- **Problem to work on**
Count the lines in the listing below that contain the string "Would", treating uppercase and lowercase as different. Reply with the number alone.

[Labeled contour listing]
--- Start ---
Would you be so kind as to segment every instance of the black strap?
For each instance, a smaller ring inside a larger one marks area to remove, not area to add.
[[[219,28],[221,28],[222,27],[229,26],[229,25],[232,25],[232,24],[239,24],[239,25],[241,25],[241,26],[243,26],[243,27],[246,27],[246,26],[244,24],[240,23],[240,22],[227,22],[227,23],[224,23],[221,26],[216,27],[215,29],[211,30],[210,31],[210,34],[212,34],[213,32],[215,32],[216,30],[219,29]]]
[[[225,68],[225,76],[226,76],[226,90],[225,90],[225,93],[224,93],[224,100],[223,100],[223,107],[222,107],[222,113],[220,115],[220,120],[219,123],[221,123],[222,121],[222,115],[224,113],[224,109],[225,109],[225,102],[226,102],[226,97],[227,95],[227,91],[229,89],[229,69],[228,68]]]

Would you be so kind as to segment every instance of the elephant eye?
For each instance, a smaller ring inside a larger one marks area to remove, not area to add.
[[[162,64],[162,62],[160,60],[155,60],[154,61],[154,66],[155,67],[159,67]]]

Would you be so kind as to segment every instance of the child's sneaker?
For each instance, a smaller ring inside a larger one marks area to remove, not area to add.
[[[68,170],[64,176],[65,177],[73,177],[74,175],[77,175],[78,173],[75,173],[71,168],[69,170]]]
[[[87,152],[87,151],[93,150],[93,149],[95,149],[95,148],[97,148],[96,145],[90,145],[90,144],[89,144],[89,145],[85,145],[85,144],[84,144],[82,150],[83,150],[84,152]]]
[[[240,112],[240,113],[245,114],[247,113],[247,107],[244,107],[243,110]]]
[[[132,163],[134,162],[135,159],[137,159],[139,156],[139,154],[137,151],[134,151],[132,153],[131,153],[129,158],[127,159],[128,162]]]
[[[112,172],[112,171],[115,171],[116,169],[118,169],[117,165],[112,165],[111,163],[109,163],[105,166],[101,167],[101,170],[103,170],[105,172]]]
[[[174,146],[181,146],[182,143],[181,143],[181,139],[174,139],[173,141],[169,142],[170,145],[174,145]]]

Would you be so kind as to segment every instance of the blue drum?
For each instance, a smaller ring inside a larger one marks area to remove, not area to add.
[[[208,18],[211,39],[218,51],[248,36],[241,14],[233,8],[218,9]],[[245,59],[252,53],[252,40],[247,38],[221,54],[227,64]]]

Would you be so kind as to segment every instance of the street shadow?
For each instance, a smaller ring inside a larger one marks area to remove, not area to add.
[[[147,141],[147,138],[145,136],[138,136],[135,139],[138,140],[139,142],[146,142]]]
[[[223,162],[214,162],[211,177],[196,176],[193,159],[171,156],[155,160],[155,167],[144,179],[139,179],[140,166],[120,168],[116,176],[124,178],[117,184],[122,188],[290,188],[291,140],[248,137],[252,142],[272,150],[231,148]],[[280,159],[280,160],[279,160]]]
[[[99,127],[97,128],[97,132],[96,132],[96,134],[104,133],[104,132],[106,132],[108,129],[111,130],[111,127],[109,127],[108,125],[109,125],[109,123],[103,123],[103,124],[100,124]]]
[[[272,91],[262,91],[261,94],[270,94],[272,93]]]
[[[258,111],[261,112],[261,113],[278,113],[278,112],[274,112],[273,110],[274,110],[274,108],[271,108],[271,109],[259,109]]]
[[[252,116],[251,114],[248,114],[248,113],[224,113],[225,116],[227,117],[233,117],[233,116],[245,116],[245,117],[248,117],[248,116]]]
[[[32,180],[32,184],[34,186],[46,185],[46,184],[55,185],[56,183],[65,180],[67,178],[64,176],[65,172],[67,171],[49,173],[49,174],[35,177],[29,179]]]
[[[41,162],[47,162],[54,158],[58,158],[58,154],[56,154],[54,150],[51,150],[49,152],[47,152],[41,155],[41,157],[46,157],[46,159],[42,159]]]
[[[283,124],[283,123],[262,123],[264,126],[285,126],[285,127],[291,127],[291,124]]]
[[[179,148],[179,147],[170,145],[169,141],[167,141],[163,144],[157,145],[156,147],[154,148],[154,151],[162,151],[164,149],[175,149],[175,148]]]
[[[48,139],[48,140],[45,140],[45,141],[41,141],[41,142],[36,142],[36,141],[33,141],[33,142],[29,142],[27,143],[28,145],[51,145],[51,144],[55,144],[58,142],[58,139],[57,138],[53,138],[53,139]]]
--- End ---
- **Task output**
5